Passage provided:
Saturday, March 24, 2012

24 January 2011 – Maunderings on trend projection


Last week, the University of Calgary published a study predicting that the world’s glaciers and ice shelves would collapse by the year 3000.  You can read about it here.

This projection contradicted data published by the National Climatic Data Centre (NCDC) in the US, which recently released its temperature figures for the month of December.  I don’t know how to break this to you, but melting glaciers are the least of our worries.  According to present climatic trends, Minnesota will be uninhabitable in only a little over two centuries. 

Well...more uninhabitable. 

The data published by the NCDC suggest that, at some point in December 2289, the average temperature in Minnesota will reach absolute zero.  Helium will become a solid, all molecular motion will cease, and we’ll finally find out whether the laws of thermodynamics are really just a bunch of hokum made up by physicists who want to keep all the perpetual motion for themselves.

Data provided:
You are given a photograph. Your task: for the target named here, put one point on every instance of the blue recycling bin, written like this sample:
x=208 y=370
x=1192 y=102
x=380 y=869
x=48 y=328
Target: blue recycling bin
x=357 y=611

Problem to work on:
Summarize the blog post on trend projection in two sentences.

Answer for the task:
The post says a University of Calgary study predicted that the world's glaciers and ice shelves would collapse by the year 3000, a projection contradicted by December temperature figures from the US National Climatic Data Centre. According to present climatic trends, it says, Minnesota will be uninhabitable in a little over two centuries, with its average temperature reaching absolute zero at some point in December 2289.